It’s political lore that Howard Dean’s 2004 presidential campaign came crashing down the night he screamed into a microphone after losing the Iowa caucus. In reality, the end was clear weeks before. It was guttural, at first; a growing sense that he had to expand his coalition of supporters, followed by the realization that he couldn’t bring himself to do it.
“I was giving them something that they deeply valued, which was hope. And to pull back and become the establishment figure I knew I had to become [in order] to become president was really hard to do,” Dean said a few years back. “I had to teach them an incredibly unpleasant lesson, which is that people like me don’t win presidencies behaving like that, that you have to deal with reality that includes a whole lot of people who aren’t progressives, who aren’t nice, who aren’t good about human rights… I knew I had to make the turn. And I couldn’t do it. I just couldn’t do it.”
Sixteen years after Dean came to that epiphany, another Vermonter running for the presidency may be having a similar one of his own.

> Stored entries:
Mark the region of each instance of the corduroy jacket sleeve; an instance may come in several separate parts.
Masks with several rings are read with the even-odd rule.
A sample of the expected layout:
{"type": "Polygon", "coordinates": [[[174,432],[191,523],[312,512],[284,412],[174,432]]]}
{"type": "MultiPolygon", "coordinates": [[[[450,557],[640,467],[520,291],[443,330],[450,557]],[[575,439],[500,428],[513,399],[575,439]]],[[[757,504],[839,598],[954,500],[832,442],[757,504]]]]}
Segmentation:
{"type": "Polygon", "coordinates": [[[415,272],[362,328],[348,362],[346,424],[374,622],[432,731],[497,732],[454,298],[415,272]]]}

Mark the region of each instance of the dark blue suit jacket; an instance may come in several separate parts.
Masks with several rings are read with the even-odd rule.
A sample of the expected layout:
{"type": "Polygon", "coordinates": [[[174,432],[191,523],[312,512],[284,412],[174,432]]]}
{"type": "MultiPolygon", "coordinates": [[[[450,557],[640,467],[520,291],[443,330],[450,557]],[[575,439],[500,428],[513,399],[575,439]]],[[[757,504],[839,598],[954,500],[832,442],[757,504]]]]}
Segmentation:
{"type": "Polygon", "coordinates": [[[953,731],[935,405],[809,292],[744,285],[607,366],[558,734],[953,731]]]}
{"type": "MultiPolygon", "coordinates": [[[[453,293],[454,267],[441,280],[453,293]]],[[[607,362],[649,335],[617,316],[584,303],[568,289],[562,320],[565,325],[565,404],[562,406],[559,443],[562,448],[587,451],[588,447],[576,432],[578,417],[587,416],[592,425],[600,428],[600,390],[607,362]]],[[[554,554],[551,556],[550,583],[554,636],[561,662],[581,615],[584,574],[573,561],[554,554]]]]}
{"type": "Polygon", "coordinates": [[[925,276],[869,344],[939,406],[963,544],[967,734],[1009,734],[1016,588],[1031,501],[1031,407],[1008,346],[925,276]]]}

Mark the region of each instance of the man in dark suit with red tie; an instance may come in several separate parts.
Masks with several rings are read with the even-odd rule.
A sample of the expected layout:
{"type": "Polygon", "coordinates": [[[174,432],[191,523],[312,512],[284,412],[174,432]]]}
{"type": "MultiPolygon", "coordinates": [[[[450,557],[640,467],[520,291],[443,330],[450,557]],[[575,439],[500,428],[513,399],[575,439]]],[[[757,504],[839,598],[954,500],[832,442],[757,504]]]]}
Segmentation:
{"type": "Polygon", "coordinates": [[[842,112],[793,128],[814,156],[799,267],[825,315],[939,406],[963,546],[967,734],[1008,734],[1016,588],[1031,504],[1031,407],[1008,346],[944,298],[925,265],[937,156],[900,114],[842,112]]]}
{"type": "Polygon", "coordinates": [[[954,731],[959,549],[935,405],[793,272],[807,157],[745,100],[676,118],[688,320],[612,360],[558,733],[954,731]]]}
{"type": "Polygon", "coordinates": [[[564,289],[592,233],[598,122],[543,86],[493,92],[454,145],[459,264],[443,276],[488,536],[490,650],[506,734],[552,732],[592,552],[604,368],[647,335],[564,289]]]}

--

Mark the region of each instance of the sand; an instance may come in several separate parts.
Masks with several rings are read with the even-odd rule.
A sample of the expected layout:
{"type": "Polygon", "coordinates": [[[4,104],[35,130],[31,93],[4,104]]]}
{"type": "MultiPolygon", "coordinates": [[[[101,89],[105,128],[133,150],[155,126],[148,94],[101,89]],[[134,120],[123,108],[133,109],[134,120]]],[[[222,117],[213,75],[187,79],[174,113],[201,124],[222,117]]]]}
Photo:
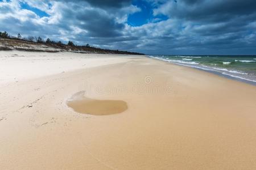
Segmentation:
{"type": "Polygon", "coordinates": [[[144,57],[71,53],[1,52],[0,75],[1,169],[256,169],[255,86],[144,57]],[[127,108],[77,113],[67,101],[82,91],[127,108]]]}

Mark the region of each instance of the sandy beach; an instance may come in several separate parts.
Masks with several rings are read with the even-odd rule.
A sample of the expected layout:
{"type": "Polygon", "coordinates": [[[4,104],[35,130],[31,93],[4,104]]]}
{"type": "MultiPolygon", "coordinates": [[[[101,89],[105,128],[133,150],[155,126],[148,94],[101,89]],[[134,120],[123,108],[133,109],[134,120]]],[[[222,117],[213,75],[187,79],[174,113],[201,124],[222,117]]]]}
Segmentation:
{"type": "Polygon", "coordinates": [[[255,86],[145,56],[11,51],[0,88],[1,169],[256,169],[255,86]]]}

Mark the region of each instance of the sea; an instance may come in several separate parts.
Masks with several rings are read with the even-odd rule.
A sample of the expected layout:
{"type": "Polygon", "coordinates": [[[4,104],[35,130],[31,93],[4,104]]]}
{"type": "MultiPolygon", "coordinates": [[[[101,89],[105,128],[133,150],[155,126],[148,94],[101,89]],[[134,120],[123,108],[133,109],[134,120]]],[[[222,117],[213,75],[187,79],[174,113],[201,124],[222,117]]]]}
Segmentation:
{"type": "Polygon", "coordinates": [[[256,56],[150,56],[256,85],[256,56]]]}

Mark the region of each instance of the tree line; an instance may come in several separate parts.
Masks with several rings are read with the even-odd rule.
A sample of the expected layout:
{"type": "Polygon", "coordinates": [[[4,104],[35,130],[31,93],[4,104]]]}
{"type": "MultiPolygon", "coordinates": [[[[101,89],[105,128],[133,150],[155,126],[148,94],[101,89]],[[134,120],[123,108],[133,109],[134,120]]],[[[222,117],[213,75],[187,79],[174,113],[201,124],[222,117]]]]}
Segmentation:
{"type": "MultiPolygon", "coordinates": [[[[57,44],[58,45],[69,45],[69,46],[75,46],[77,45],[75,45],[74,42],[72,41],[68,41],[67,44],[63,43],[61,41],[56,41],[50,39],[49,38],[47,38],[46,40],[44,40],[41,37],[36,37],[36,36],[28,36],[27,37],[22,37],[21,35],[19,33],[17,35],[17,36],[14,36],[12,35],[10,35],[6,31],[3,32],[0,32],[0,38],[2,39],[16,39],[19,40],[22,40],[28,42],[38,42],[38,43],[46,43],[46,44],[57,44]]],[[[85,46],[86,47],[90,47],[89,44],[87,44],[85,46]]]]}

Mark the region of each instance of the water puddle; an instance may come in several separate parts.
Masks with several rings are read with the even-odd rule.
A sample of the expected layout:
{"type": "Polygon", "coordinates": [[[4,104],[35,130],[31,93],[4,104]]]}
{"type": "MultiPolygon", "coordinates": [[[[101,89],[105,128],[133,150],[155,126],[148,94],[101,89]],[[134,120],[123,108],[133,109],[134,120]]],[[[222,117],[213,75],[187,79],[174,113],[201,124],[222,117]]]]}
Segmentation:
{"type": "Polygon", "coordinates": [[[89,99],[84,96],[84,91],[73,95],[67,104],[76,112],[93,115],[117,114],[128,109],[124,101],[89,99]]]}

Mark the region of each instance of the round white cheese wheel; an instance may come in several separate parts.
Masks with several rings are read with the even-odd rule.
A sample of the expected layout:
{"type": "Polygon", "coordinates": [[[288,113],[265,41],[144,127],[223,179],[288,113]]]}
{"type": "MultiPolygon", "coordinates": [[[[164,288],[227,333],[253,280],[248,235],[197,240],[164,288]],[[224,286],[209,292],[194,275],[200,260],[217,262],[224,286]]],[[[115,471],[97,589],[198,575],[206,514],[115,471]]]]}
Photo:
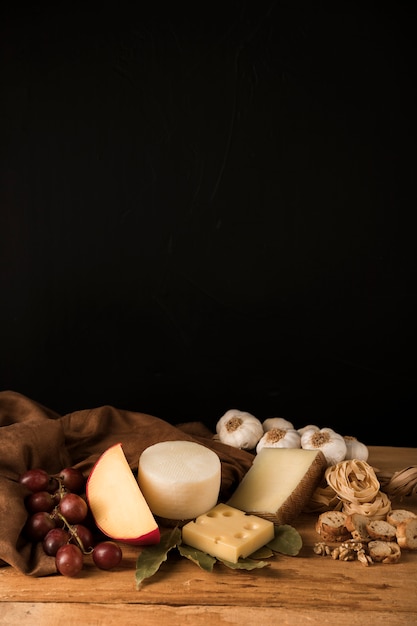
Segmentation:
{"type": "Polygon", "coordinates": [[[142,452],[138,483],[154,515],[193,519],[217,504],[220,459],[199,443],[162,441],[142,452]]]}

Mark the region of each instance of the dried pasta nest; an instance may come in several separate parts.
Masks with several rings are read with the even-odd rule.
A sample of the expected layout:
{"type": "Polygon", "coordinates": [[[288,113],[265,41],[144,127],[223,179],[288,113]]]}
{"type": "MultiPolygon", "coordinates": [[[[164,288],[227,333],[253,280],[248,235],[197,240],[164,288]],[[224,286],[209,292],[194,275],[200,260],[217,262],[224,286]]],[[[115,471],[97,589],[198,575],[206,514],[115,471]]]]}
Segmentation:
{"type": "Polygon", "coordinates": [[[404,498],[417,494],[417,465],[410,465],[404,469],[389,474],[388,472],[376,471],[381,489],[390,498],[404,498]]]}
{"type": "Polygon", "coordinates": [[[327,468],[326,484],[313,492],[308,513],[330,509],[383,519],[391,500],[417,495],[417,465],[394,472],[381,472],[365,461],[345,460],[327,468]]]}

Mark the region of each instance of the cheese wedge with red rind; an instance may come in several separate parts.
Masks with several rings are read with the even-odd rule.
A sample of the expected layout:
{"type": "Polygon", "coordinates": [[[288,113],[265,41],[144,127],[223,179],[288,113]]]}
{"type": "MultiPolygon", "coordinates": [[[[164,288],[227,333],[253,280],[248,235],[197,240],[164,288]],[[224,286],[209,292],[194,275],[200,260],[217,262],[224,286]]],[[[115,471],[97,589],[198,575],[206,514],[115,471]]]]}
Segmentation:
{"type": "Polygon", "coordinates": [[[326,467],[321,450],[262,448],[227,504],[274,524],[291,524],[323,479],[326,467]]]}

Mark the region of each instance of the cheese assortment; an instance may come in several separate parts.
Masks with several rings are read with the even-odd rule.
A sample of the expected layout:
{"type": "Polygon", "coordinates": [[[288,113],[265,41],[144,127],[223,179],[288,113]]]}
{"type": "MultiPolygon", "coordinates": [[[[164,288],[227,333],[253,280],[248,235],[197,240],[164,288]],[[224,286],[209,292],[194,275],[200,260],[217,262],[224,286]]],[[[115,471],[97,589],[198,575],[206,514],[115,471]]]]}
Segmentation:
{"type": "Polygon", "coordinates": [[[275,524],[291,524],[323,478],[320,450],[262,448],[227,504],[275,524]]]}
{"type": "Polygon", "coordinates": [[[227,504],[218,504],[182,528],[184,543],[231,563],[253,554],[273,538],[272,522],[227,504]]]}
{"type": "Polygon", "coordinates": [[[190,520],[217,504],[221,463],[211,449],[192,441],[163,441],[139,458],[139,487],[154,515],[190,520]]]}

...

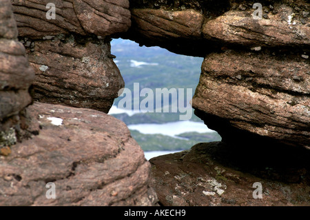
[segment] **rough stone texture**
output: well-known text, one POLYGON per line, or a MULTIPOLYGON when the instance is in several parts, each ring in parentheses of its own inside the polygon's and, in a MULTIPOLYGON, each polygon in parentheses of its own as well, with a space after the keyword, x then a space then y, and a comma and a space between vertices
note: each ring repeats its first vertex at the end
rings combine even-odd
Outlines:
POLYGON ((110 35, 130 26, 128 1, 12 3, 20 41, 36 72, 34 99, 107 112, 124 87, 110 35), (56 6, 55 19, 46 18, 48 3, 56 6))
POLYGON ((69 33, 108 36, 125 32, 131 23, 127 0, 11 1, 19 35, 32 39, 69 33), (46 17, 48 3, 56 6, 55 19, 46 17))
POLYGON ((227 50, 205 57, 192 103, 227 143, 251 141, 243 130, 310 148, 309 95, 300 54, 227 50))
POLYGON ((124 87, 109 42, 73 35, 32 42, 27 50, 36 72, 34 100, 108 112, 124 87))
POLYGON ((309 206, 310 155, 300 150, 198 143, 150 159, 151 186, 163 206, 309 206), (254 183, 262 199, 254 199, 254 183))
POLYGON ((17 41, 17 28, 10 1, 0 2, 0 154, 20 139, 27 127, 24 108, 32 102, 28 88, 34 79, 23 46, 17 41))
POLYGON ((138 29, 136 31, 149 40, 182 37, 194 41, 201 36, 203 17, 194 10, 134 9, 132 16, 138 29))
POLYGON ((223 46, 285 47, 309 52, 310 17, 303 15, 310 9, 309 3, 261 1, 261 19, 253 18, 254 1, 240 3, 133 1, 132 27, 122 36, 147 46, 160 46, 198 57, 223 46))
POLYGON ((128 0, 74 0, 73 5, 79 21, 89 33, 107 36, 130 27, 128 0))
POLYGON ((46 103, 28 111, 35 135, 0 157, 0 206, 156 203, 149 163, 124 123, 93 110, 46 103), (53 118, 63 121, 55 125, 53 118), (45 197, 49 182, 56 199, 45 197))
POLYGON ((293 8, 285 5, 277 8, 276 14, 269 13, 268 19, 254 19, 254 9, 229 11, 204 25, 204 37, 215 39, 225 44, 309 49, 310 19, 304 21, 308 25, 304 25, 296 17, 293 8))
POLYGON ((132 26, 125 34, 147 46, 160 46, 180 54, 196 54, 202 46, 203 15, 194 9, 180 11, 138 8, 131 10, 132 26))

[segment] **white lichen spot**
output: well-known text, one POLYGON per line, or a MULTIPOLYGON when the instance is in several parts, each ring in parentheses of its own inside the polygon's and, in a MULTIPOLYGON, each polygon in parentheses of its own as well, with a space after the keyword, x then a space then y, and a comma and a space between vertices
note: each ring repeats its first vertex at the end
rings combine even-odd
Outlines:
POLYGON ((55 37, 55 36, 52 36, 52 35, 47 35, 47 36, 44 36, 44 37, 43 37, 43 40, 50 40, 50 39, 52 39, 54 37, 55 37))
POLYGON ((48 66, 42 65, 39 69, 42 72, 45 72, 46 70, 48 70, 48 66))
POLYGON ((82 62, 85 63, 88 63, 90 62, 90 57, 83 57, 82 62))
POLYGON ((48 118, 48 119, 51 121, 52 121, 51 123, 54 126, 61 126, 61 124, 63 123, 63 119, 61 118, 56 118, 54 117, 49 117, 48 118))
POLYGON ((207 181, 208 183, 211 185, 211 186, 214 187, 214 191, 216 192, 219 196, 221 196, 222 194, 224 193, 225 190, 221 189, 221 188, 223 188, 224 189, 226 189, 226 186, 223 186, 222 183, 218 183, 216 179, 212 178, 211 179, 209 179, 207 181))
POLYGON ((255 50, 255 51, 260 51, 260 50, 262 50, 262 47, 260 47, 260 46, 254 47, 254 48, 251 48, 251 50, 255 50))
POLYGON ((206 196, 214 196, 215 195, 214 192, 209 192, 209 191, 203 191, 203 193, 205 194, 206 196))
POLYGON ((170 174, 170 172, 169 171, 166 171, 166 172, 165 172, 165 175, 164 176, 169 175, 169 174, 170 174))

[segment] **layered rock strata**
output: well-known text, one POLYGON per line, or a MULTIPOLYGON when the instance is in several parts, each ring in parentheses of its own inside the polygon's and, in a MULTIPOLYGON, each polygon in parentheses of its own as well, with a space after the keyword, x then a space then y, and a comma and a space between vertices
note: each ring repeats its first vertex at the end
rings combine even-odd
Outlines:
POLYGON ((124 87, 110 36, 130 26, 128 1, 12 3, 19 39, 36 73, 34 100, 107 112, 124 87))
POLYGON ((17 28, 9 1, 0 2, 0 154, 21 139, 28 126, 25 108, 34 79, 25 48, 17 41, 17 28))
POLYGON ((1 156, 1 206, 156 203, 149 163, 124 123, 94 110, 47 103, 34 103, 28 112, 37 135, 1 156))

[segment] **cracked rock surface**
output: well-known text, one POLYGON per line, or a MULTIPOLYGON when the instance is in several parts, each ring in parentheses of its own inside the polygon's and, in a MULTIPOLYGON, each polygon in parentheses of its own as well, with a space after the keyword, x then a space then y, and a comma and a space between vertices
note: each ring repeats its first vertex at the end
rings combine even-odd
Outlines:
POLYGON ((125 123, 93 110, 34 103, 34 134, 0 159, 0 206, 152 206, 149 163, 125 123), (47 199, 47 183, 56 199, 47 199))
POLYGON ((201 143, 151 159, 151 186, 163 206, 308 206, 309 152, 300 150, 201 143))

> Directive:
Reproduce the passage from the Howard Dean text starting at "It’s political lore" up to and including "himself to do it.".

> Full output:
It’s political lore that Howard Dean’s 2004 presidential campaign came crashing down the night he screamed into a microphone after losing the Iowa caucus. In reality, the end was clear weeks before. It was guttural, at first; a growing sense that he had to expand his coalition of supporters, followed by the realization that he couldn’t bring himself to do it.